Content starts

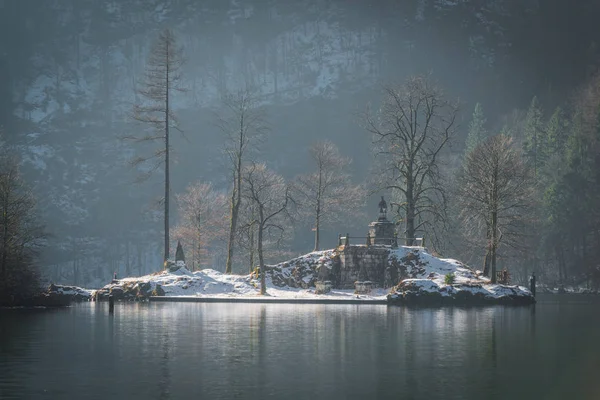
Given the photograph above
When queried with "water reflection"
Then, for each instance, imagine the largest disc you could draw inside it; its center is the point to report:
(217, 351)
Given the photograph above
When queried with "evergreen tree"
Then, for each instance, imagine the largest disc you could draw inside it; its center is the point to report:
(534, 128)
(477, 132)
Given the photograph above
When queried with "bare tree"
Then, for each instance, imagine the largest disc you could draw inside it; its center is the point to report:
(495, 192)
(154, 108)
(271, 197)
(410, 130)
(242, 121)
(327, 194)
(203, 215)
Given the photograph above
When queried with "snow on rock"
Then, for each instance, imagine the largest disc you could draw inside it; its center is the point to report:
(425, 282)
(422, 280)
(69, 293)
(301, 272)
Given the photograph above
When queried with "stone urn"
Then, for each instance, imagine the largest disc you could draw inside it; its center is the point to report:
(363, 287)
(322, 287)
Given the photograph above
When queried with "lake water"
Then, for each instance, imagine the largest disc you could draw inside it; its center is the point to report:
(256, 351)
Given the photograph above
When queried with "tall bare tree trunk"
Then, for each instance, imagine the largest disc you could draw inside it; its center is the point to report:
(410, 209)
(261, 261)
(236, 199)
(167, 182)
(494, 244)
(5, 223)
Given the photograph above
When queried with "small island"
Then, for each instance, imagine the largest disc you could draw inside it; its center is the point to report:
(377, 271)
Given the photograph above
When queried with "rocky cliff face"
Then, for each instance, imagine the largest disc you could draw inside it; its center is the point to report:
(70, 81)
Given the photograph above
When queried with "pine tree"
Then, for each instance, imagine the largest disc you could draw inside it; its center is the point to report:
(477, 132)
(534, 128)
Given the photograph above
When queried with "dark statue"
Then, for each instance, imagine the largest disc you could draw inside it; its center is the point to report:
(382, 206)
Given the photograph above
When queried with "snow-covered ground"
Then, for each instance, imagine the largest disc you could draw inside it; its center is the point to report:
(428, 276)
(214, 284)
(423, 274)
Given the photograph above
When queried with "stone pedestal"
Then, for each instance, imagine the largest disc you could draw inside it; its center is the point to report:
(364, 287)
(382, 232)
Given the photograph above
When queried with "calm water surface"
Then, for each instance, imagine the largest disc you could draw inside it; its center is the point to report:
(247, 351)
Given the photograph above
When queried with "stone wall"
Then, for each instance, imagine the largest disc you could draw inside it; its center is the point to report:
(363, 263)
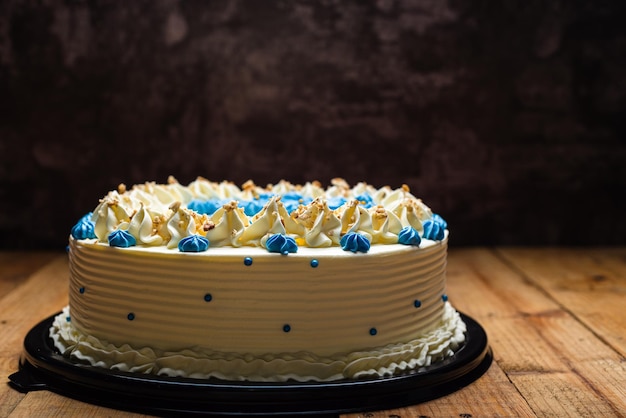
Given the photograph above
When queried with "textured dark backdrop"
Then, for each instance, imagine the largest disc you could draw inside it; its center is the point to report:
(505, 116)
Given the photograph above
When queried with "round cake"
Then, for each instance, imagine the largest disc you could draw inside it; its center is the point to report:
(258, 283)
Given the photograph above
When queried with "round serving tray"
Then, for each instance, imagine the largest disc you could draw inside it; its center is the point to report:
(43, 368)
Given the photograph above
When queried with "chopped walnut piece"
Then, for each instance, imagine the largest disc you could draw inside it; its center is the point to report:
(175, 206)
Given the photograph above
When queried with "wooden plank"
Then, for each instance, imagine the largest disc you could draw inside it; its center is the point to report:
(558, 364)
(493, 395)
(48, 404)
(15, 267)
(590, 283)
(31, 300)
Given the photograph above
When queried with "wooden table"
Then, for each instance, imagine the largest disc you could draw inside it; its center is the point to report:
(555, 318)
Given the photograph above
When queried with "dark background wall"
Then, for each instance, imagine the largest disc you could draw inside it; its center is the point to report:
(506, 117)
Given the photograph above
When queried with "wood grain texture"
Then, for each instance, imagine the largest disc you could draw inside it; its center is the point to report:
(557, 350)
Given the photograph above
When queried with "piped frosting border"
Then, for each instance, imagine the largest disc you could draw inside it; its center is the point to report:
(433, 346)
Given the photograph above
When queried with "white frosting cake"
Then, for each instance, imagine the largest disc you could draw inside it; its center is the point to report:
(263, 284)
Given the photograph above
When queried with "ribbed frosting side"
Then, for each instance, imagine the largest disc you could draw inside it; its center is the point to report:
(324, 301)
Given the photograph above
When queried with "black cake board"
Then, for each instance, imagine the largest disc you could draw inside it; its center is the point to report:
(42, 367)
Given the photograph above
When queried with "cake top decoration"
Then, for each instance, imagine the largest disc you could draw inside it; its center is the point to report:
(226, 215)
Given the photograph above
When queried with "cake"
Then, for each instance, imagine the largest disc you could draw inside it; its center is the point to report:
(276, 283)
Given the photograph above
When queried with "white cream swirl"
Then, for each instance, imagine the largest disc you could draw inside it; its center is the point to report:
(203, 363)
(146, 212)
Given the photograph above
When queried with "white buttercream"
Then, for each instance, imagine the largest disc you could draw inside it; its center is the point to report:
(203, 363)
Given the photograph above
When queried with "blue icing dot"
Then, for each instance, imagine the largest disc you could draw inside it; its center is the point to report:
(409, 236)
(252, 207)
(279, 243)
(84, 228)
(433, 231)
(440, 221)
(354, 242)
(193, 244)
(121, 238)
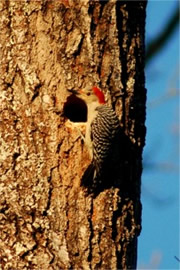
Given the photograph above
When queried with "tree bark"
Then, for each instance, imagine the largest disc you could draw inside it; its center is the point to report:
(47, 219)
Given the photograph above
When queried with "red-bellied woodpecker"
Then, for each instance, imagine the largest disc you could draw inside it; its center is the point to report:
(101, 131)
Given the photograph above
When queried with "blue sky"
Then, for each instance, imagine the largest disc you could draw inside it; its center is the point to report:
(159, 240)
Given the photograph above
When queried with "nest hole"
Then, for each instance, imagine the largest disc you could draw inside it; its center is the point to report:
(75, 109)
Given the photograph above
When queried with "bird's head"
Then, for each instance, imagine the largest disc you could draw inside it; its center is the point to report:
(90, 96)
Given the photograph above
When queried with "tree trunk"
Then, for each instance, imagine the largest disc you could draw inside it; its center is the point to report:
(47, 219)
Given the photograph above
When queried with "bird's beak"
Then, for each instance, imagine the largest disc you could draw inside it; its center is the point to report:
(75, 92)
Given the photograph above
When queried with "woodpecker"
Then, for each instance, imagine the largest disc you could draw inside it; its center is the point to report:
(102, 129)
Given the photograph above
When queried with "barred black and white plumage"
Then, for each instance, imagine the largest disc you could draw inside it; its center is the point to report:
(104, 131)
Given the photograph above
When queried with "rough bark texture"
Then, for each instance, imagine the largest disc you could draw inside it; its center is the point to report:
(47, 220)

Content ends

## WHAT IS REQUIRED
Your response should contain each line of the entries above that holds the string "water".

## TASK OUTPUT
When queried with "water reflection"
When queried with "lake water"
When queried with "calm water surface"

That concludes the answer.